◆ Goal 1
List the qualities that the post about the CJ video says a system must have to remain as demanding to build as ever.
◆ Goal 2
Copy the part of the post about the CJ video starting with "The industry fetishizes" and going on through "one that matters.".
◆ Goal 3
Write what comes next in the post about the CJ video on vibe coding and software engineering, picking up after its last sentence.

◆ Extract
__________

New CJ Video: AI, Vibe Coding, and the Erosion of Software Engineering
New CJ video released. It provides a pragmatic perspective that closely aligns with my evaluation of the current technological landscape. Should the current trajectory persist, the discipline of software development risks fundamental erosion.
The industry fetishizes abstract benchmarks while users endure degraded reality. As CJ points out, "benchmarks and rankings are more important than customer experience." A model optimizing for mathematical metrics is functionally useless if it fails to actually work in the real world, and that disparity is the only one that matters.
The sector is currently plagued by mercenary opportunism, or a get-rich-quick mindset. A growing demographic seeks the prestige and financial rewards of the industry while circumventing the requisite discipline. It is a farce. He notes that "all that I've seen is slob companies that have reached billions in valuations or revenue that have been exposed as total frauds."
Vibe coding is not development augmentation. They are fundamentally distinct. Employing artificial intelligence to accelerate real engineering is one thing, but utilizing it to mask a deficit of knowledge through syntactic mimicry is deception. CJ critiques the latter demographic, stating, "what is vibe coding? At some level, it's frauding. You're frauding your ability to code."
Artificial intelligence has undeniably lowered the barrier to producing code, but it has not lowered the barrier to actual engineering. Spawning a functional prototype is now trivial. Constructing a system that is reliable, secure, maintainable, and scalable remains as demanding as ever. We must remember that "code quality is not reflected in lines of code at all."

__________

(Rows of box annotation data)
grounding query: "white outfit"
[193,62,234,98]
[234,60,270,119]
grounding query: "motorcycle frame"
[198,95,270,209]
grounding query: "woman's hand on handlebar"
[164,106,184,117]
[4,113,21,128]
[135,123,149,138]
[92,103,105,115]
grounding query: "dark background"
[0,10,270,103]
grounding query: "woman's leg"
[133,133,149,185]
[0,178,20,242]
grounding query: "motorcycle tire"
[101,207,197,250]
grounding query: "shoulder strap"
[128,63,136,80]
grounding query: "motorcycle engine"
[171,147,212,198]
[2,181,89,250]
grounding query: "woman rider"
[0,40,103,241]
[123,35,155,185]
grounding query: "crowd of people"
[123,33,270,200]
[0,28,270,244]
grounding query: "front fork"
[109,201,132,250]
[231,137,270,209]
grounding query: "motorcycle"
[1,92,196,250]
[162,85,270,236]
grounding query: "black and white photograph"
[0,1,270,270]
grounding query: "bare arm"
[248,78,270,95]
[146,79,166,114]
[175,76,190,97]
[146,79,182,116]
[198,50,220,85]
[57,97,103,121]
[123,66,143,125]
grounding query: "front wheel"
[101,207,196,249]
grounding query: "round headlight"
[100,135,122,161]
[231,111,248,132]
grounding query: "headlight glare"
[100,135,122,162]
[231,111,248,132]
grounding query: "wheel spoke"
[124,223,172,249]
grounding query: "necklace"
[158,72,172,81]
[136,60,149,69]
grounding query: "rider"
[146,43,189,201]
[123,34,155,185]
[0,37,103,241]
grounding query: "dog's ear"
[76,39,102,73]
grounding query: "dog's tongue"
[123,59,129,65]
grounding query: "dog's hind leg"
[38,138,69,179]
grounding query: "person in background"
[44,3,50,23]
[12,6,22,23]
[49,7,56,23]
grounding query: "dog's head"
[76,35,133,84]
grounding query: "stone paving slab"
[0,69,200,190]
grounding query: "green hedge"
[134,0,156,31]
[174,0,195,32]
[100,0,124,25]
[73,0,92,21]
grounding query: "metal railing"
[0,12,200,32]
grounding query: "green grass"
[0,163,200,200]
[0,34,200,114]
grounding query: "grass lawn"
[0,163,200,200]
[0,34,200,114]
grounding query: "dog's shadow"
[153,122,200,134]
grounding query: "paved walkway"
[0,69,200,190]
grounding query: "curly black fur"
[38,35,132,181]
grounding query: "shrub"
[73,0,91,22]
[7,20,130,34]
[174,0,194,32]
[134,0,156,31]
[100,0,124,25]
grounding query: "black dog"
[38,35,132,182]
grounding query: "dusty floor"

__________

◆ Written response 1
reliable, secure, maintainable, scalable

◆ Written response 2
The industry fetishizes abstract benchmarks while users endure degraded reality. As CJ points out, "benchmarks and rankings are more important than customer experience." A model optimizing for mathematical metrics is functionally useless if it fails to actually work in the real world, and that disparity is the only one that matters.

◆ Written response 3
To be clear, large language models are a genuine breakthrough. I love the technology, but the misuse we are witnessing makes it a double-edged sword, simultaneously a beauty and a curse. When asking what AI has actually produced, the answer often feels like: "AI generated corn, videos of Diddy versus Epstein battling in Dragon Ball Z style."
Observe the best open-source software engineers. Tanner Linsley, Evan Yu, Mitchell Hashimoto, even the well-known critic ThePrimeagen. They are all exploring how to augment their development workflows with these tools, and they do so from a foundation of mastery, not as a substitute for it.
The Dunning-Kruger effect is rampant. Artificial intelligence engenders an illusion of competence because the generated output appears coherent. I understand how we are wired; humans default to optimizing for efficiency and conserving energy. We take the path of least resistance, but confusing pattern matching with actual knowledge constitutes an epistemic blind spot.
The math is simple. AI plus no background equals a liability. AI plus fundamentals equals a force multiplier. Competence augmented by technology invariably outperforms uninformed vibe coding.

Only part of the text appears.